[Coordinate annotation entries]

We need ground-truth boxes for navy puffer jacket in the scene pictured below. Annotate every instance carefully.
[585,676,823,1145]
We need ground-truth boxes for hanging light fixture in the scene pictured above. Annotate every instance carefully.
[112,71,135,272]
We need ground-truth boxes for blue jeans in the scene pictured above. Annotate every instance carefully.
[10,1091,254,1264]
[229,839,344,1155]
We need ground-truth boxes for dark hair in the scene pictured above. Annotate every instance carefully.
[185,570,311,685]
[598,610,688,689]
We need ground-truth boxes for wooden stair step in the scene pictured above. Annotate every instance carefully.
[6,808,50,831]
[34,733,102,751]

* * *

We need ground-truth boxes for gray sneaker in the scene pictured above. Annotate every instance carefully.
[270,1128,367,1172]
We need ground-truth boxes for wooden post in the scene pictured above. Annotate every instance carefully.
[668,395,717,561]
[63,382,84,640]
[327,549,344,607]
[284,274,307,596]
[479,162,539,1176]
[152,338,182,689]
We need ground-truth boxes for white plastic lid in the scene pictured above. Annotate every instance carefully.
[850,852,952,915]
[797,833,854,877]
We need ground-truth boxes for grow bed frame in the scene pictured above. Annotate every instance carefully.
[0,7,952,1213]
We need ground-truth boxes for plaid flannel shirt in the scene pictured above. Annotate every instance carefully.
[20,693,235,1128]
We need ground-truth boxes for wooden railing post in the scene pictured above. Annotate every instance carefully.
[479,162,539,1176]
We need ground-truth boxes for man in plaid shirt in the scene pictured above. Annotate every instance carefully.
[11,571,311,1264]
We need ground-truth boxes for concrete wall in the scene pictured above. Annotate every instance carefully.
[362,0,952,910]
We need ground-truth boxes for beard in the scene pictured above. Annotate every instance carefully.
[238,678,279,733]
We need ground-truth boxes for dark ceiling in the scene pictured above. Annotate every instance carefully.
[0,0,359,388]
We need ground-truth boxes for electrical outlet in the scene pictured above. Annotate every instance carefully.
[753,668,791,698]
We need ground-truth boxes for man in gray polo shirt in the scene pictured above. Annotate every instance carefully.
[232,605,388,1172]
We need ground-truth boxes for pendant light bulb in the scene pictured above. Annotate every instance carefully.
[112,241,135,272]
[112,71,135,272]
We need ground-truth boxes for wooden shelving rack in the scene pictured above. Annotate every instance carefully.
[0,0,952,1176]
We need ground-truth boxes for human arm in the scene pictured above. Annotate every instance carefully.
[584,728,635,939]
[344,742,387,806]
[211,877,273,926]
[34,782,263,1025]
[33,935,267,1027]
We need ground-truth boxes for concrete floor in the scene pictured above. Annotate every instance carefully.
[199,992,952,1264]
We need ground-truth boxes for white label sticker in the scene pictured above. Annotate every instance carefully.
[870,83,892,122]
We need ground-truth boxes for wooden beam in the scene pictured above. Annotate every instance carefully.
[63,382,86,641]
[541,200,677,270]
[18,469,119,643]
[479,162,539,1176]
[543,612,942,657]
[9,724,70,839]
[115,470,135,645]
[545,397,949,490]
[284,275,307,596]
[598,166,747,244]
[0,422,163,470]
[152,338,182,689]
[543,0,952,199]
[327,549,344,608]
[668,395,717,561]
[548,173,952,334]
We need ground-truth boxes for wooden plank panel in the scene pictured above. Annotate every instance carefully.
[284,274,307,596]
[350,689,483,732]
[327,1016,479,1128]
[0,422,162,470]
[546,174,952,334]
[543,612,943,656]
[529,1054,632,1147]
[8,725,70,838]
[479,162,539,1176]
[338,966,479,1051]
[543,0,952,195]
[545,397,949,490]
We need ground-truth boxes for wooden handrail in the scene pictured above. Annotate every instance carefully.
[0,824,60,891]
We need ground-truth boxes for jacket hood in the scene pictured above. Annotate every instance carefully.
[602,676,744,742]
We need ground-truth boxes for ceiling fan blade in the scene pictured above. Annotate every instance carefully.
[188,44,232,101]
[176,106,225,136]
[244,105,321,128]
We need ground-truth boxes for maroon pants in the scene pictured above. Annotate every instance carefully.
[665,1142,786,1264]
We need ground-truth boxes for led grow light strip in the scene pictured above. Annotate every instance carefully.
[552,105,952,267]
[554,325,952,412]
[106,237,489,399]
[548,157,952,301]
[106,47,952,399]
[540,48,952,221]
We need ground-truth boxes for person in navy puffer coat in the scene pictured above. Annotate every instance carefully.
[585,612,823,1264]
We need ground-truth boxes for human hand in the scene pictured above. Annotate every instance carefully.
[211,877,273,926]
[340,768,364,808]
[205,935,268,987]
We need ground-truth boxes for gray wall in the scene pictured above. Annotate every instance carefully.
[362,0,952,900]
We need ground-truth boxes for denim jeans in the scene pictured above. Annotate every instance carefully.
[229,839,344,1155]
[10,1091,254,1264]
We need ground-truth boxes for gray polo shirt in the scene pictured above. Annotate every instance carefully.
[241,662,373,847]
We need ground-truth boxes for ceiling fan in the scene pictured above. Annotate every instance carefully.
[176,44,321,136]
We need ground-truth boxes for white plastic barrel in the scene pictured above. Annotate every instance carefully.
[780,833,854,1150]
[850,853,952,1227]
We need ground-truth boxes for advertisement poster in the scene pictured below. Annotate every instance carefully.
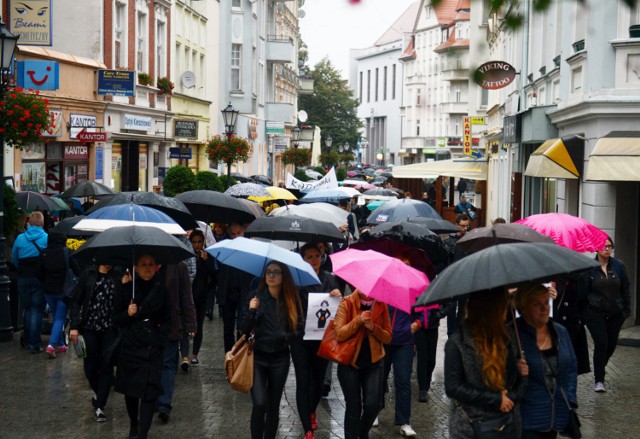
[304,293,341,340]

Written instruction:
Rewrite the data as a numbered list, from the line containing "We need ground-truth boxes for wooden plank" down to the line containing "[585,612,823,1264]", with both of those lines included and any blank lines omitted.

Answer to this task:
1. We need ground-truth boxes for wooden plank panel in the scene pictured above. Annotate every instance carefully.
2. [284,274,307,596]
3. [350,689,483,732]
4. [327,1016,479,1128]
5. [0,422,162,470]
6. [546,174,952,334]
7. [543,612,943,656]
8. [529,1054,632,1147]
9. [8,725,70,838]
10. [479,162,539,1176]
11. [338,966,479,1051]
12. [543,0,952,195]
13. [545,397,949,490]
14. We need ground-truth boxes for wooden handrail in the scene pictured above. Annotate every instance carefully.
15. [0,824,60,891]
16. We need ground-truth boxes for jacket hood in the scene pictured above. Annotate every instance carefully.
17. [602,676,744,742]
18. We need ground-truth boxes for ceiling fan blade in the scene pictured above. Annotate every instance carefully.
19. [188,44,232,101]
20. [176,106,225,136]
21. [244,105,321,128]
22. We need ground-truth boxes for maroon pants in the scene pictured above. Annotate every instance carefully.
23. [665,1142,786,1264]
24. We need ground-truth boxes for led grow light strip in the scene pictured above. Annotate every instance carefully.
25. [552,105,952,267]
26. [554,325,952,412]
27. [106,237,489,399]
28. [548,157,952,301]
29. [106,47,952,399]
30. [540,48,952,221]
31. We need ground-truth boxes for person in navy puffer coat in the scene pictured above. Annotate every instance carefully.
32. [585,612,823,1264]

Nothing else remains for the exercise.